Would you give the listing back word for word once its pictures are removed?

[Start of Attachment]

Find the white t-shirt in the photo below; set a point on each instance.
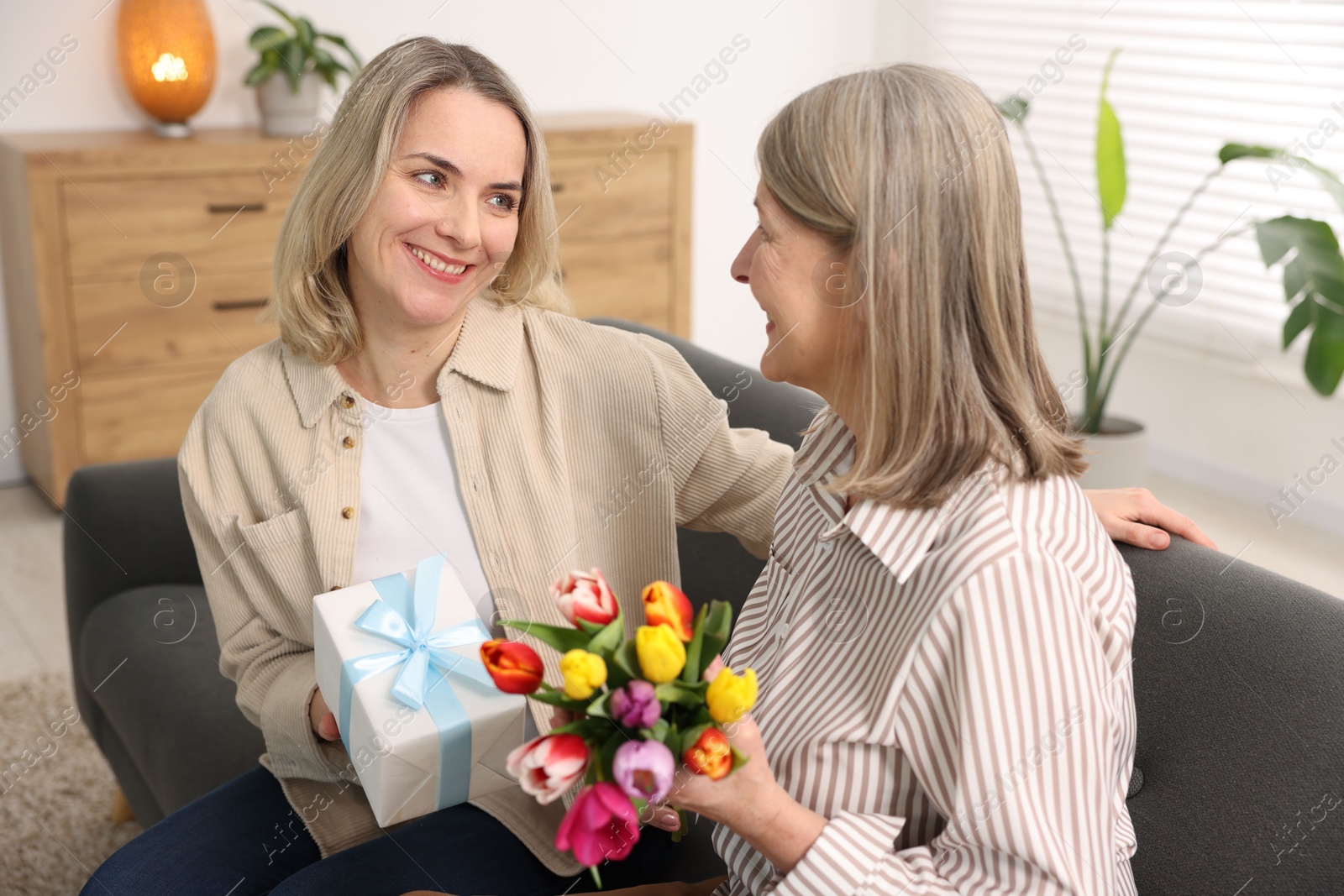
(410, 508)
(409, 504)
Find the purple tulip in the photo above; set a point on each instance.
(635, 705)
(643, 770)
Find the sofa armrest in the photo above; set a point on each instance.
(124, 528)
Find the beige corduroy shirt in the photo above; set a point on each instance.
(575, 446)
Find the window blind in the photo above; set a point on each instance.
(1191, 76)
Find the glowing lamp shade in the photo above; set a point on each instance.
(167, 55)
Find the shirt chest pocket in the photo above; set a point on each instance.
(282, 553)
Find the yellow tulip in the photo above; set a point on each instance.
(730, 696)
(662, 653)
(584, 673)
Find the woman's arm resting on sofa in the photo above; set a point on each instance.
(1124, 513)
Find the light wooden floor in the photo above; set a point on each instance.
(33, 616)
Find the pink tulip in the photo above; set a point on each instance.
(585, 595)
(549, 766)
(644, 770)
(635, 705)
(601, 824)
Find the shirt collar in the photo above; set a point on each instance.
(900, 537)
(488, 349)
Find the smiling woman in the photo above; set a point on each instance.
(417, 288)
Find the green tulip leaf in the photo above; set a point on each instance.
(1110, 155)
(1242, 150)
(692, 669)
(558, 637)
(608, 640)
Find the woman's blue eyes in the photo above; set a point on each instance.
(434, 179)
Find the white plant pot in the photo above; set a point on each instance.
(1119, 454)
(286, 113)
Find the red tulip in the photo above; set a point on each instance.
(549, 766)
(664, 604)
(601, 824)
(710, 755)
(585, 595)
(514, 665)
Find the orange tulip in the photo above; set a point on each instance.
(514, 665)
(710, 755)
(664, 604)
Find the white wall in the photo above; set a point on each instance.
(573, 55)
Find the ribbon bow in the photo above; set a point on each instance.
(407, 620)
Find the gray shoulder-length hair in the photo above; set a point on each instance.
(907, 172)
(311, 291)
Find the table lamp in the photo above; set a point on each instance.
(167, 55)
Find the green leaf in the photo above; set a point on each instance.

[End of Attachment]

Answer box:
Find the white t-shirt in the photo below; set a point on each instance.
(410, 508)
(409, 504)
Find the purple tulip in the photo above; set a point on each instance.
(635, 705)
(643, 770)
Find the sofa armrest in the photo above; set a point on each instance.
(124, 528)
Find the beige corduroy shirt in the photo above; set a point on each instance.
(575, 446)
Find the window blind in the photo above; set a point on each instance.
(1191, 76)
Find the glowing lamp shade in the photo above; set a point on each instance.
(167, 55)
Find the shirt chest pocket in the photo above; set a point on each instance.
(282, 553)
Find the yellow tulip in the photo above; set a point on each instance.
(730, 696)
(662, 653)
(584, 673)
Find the woman's arm resting on sofa in the photo above; set a point on each instance.
(1124, 513)
Find the light wooden floor in the photo above; set a point on each instance.
(33, 616)
Find the pink tulip in the photo above; set a point on each instance.
(585, 595)
(549, 766)
(644, 770)
(635, 705)
(601, 824)
Find the shirt collar in the photo above; set a point on each instance.
(900, 537)
(488, 349)
Find the smiling woman in the photo above; set a point on each instance.
(417, 288)
Find the green tulip leaf in the photo above; set a point on each instance.
(1110, 155)
(1242, 150)
(692, 669)
(558, 637)
(608, 640)
Find the woman's blue eyes in the photo above; set a point on each instance.
(434, 179)
Find the white plant pot in the photo above; set a point on each instance.
(1119, 454)
(286, 113)
Find the red tulip in the photo above; set a point on each instance.
(549, 766)
(664, 604)
(601, 824)
(710, 755)
(585, 595)
(514, 665)
Find the orange tulip in the photo above; set a point on each instance.
(514, 665)
(710, 755)
(664, 604)
Find the white wall in the photo above; set a point on each instance.
(573, 55)
Find the ribbon bow in the photo above; set a point on each instance.
(407, 620)
Find the gray shoulder-length hair in the photo above; set a point on each instance.
(907, 172)
(311, 291)
Find the table lamp in the photo above; set a point on each instance.
(167, 55)
Find the green leaf in the photo above; set a point on each instance.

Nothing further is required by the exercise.